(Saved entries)
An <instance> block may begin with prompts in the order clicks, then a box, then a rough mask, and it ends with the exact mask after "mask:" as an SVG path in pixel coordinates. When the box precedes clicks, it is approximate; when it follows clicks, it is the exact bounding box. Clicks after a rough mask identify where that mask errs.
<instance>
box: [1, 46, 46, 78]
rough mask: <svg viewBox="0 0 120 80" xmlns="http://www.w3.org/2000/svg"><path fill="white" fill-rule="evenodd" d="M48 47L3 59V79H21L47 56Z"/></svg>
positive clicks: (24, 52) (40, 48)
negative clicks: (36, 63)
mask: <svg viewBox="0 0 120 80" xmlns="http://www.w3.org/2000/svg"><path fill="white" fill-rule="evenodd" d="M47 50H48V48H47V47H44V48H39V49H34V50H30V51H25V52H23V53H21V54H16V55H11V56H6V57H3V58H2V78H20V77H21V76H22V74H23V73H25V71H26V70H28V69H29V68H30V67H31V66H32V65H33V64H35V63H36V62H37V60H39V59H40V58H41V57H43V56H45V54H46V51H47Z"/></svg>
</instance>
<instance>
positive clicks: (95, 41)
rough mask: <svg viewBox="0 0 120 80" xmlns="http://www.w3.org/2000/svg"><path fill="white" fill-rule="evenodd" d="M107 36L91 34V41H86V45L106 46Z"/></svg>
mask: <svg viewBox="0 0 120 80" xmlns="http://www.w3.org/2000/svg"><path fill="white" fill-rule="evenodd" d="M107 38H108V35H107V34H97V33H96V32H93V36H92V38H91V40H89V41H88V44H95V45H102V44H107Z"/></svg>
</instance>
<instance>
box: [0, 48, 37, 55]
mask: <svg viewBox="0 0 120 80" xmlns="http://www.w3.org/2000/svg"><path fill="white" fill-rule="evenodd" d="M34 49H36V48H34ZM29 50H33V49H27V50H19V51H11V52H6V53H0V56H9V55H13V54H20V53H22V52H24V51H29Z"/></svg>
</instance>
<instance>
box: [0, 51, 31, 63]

> [About this task]:
All entries should be transcribed verbatim.

> [Expected answer]:
An <instance> block may begin with prompts in the order clicks, then a box, then a rough mask, and it ends with the exact mask after "mask:" as an SVG path in pixel coordinates. When the box precedes clicks, it is approximate; when it follows clicks, it is the exact bounding box. Clicks after a rough mask identify where that mask errs.
<instance>
box: [1, 46, 46, 78]
rough mask: <svg viewBox="0 0 120 80" xmlns="http://www.w3.org/2000/svg"><path fill="white" fill-rule="evenodd" d="M48 47L3 59V79H21L47 56Z"/></svg>
positive clicks: (24, 52) (40, 48)
negative clicks: (36, 63)
mask: <svg viewBox="0 0 120 80" xmlns="http://www.w3.org/2000/svg"><path fill="white" fill-rule="evenodd" d="M47 50H48V48H47V47H44V48H39V49H34V50H30V51H25V52H23V53H21V54H16V55H11V56H6V57H3V58H2V78H20V77H21V76H22V74H23V73H25V71H26V70H28V69H29V68H30V67H31V66H32V65H33V64H35V63H36V62H37V60H39V59H40V58H41V57H43V56H45V54H46V51H47Z"/></svg>
</instance>
<instance>
positive clicks: (95, 41)
rough mask: <svg viewBox="0 0 120 80" xmlns="http://www.w3.org/2000/svg"><path fill="white" fill-rule="evenodd" d="M107 36L91 34V41H86V45L106 46Z"/></svg>
mask: <svg viewBox="0 0 120 80" xmlns="http://www.w3.org/2000/svg"><path fill="white" fill-rule="evenodd" d="M107 38H108V35H107V34H97V33H96V32H93V36H92V38H91V40H89V41H88V44H95V45H102V44H107Z"/></svg>
</instance>
<instance>
box: [0, 48, 37, 55]
mask: <svg viewBox="0 0 120 80" xmlns="http://www.w3.org/2000/svg"><path fill="white" fill-rule="evenodd" d="M34 49H36V48H34ZM29 50H33V49H27V50H19V51H11V52H6V53H0V56H9V55H13V54H20V53H22V52H24V51H29Z"/></svg>
</instance>
<instance>
box: [0, 51, 31, 63]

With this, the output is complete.